(EXERCISE OBJECTIVE) Work through the records that follow and return each line containing the word "below".

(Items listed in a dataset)
+--
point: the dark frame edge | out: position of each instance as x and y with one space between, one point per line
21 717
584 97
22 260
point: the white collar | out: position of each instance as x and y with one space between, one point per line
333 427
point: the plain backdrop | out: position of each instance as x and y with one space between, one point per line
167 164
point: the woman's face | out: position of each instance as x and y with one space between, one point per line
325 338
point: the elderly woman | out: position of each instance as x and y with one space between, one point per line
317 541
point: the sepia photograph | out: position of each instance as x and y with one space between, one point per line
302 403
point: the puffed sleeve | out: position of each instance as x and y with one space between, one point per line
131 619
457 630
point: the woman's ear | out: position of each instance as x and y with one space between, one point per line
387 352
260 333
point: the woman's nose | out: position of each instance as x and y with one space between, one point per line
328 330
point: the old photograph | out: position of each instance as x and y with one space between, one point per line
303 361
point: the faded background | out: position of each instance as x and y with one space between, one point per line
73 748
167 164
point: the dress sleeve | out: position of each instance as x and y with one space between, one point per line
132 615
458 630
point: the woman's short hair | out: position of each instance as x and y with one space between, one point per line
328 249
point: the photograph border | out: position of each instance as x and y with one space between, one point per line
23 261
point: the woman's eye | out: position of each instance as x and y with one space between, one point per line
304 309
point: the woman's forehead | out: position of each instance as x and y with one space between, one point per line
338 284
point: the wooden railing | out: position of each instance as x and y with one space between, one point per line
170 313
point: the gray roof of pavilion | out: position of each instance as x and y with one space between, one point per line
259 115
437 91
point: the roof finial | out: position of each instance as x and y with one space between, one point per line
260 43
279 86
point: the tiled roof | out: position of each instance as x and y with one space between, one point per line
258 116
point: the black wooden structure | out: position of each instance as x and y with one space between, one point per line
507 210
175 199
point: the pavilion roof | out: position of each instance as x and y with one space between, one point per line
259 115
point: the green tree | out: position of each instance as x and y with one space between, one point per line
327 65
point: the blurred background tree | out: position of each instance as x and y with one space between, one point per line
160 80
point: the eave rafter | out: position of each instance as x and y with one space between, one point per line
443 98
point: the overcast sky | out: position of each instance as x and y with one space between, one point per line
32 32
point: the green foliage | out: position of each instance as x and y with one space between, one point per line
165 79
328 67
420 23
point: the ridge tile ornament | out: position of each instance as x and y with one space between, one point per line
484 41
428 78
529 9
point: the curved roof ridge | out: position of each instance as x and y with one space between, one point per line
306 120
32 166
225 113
+--
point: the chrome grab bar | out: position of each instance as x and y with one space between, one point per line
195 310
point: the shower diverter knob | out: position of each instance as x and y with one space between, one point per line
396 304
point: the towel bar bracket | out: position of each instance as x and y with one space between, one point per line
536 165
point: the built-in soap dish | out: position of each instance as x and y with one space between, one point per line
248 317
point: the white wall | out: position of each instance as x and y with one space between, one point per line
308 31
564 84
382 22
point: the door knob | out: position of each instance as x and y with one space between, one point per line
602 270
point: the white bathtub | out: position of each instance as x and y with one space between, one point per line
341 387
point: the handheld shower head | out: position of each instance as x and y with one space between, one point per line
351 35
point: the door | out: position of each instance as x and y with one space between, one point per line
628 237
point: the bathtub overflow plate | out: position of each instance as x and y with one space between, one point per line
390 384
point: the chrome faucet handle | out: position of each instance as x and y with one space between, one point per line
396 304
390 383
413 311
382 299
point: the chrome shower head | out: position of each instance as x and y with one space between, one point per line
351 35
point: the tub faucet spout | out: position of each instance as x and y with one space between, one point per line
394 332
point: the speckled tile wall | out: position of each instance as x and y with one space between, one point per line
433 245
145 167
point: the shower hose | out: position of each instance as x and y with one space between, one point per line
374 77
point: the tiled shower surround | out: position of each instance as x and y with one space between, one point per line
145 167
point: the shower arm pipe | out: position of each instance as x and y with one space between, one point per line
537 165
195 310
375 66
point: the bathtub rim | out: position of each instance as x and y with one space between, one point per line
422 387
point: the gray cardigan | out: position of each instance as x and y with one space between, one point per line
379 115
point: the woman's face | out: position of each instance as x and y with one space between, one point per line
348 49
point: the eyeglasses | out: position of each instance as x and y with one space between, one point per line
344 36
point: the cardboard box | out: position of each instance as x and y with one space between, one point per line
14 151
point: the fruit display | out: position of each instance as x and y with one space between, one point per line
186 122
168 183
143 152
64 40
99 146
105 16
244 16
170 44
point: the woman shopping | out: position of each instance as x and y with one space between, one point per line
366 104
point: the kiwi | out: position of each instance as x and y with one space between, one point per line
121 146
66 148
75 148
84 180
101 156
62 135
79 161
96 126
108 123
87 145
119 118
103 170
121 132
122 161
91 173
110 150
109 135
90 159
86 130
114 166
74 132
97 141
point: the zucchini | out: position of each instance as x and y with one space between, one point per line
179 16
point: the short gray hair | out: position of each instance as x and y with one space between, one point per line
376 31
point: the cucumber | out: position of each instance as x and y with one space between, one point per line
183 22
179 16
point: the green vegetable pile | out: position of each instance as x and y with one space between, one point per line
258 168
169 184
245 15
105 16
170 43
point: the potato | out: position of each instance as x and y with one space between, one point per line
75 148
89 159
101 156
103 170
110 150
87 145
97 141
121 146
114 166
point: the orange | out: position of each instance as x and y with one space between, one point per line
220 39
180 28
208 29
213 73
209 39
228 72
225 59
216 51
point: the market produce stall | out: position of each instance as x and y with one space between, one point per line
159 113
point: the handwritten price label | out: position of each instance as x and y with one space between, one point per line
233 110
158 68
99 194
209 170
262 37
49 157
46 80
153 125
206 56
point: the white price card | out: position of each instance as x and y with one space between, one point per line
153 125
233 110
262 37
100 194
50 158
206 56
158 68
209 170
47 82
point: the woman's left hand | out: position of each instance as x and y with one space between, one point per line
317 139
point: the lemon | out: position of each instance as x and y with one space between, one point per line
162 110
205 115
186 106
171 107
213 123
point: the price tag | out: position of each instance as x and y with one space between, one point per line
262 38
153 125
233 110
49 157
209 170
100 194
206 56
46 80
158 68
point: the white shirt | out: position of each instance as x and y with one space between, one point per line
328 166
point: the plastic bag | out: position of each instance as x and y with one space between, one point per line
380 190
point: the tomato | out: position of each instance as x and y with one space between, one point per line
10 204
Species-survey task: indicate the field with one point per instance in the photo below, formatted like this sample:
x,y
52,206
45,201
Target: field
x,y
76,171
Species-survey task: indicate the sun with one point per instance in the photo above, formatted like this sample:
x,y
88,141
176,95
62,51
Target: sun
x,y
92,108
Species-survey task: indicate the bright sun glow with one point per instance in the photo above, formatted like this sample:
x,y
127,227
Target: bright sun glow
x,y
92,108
+--
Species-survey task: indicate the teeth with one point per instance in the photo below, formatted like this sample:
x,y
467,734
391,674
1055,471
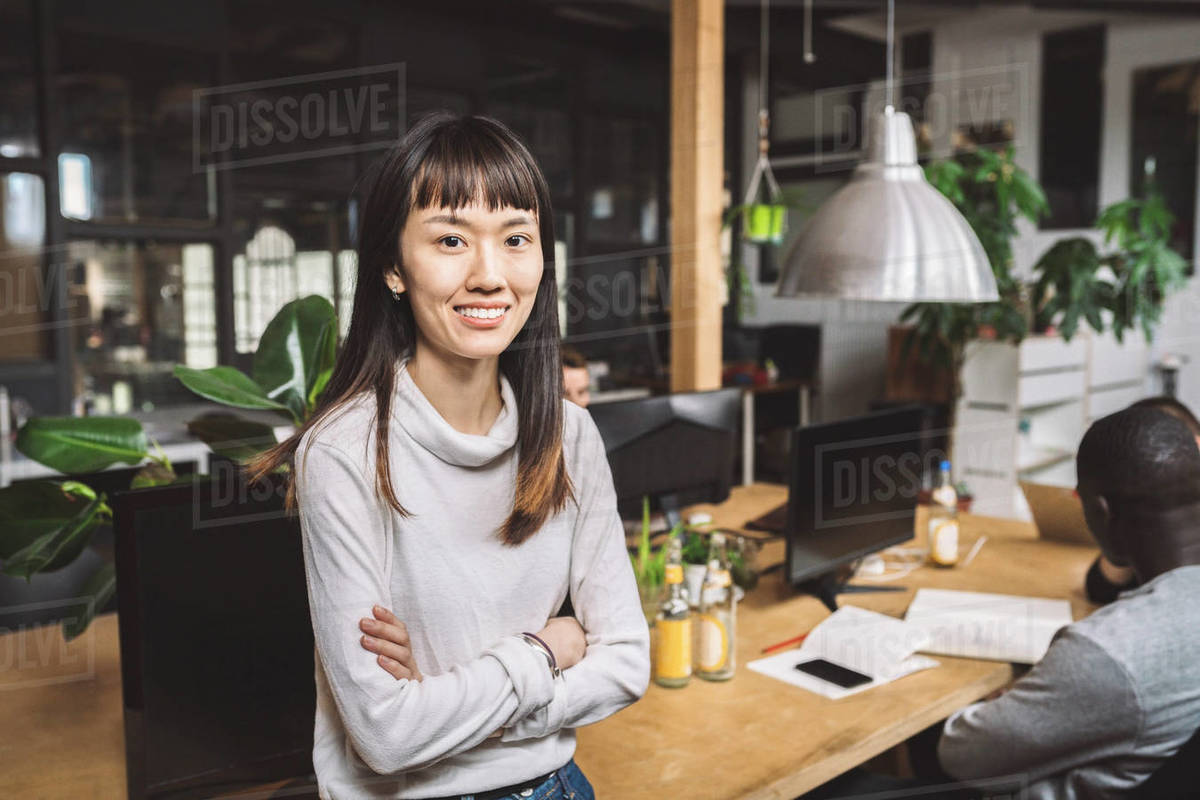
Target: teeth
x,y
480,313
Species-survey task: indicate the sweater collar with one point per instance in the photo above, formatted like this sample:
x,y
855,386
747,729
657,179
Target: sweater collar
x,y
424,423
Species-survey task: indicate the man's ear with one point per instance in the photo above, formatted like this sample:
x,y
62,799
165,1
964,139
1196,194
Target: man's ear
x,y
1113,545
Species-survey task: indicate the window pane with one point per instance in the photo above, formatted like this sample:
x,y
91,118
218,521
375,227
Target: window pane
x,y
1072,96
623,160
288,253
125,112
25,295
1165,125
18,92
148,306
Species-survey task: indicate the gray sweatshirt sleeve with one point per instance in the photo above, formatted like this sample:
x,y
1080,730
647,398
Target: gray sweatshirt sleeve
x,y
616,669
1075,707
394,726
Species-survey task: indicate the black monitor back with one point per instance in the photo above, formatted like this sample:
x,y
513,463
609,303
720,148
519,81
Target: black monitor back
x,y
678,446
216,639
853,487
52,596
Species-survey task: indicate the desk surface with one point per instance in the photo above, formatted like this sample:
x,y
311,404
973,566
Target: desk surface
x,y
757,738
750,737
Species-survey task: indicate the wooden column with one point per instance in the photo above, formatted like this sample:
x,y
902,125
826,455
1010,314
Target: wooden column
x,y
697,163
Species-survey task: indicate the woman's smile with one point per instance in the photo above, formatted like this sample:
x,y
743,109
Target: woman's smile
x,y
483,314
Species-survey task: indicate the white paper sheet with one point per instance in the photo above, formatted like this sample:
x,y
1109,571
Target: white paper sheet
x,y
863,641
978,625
+--
(ANSWER)
Species-survey task: indicate the field with one point per instance in the photo below, formatted like this sample:
Species-survey task: indicate the teeth with one point per instance in the photo below, formatted like this sample:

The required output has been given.